LIST OF TASKS.
1 – In the R data-cleaning excerpt, why is the population data reshaped with gather?
2 – Repeat everything in the R data-cleaning excerpt from "head(pops_tidy)" down to "head(violence_trimmed)".

SELECTED EXCERPT.
□ □ □ □ □ □ □
However, we’re not done. We want to be able to join the violence dataset to this based on year and state eventually. This dataset as it stands is not very condusive to this, it would be better if there was a separate attribute for each state in each year. This also plays into the idea of tidy data (incidentally, this seems to be the paper Professor Bravo used for his class notes–might want to cite this Professor).
#gather(dataset, what attribute names turns into, what the data turns into,
# what not to include)
pops_tidy <- gather(pops_trimmed, year, population, -State)
head(pops_tidy)
## State year population
## 1 Alabama 2010 4785579
## 2 Alaska 2010 714015
## 3 Arizona 2010 6407002
## 4 Arkansas 2010 2921737
## 5 California 2010 37327690
## 6 Colorado 2010 5048029
Also, the violence_full dataset has more attributes than we need, and the date attribute is not seen by R as a date. To use it effectivly as a date, we would have to “date” attribute to a date attribute. This involves some fanciness, and we really don’t need the full date for this project, so we won’t bother. We will create a year attribute for use when joining with the population data for analysis instead.
violence_trimmed <- violence_full %>%
#select the 4 attributes we want
select(date, state, longitude, latitude) %>%
mutate(date = str_sub(date, 1, 4))
head(violence_trimmed)
□ □ □ □ □ □ □
SOURCE MATERIAL.

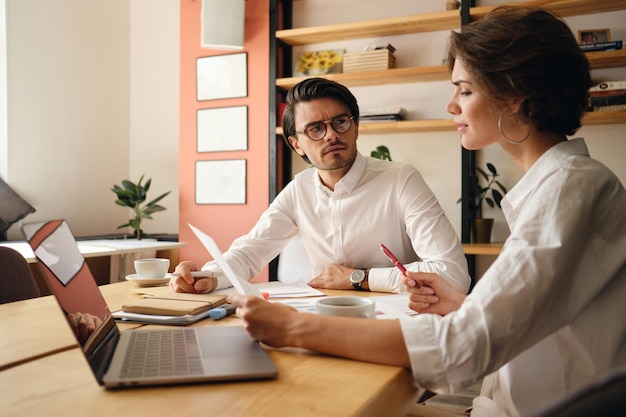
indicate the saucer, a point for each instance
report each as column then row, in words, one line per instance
□ □ □ □ □ □ □
SOLUTIONS BELOW.
1 – The goal is to join the violence dataset to the population data by year and state. In its current form the population data isn't well suited to that, so it works better with a separate attribute for each state in each year, which also fits the idea of tidy data.

2 –
head(pops_tidy)
## State year population
## 1 Alabama 2010 4785579
## 2 Alaska 2010 714015
## 3 Arizona 2010 6407002
## 4 Arkansas 2010 2921737
## 5 California 2010 37327690
## 6 Colorado 2010 5048029
Also, the violence_full dataset has more attributes than we need, and the date attribute is not seen by R as a date. To use it effectivly as a date, we would have to “date” attribute to a date attribute. This involves some fanciness, and we really don’t need the full date for this project, so we won’t bother. We will create a year attribute for use when joining with the population data for analysis instead.
violence_trimmed <- violence_full %>%
#select the 4 attributes we want
select(date, state, longitude, latitude) %>%
mutate(date = str_sub(date, 1, 4))
head(violence_trimmed)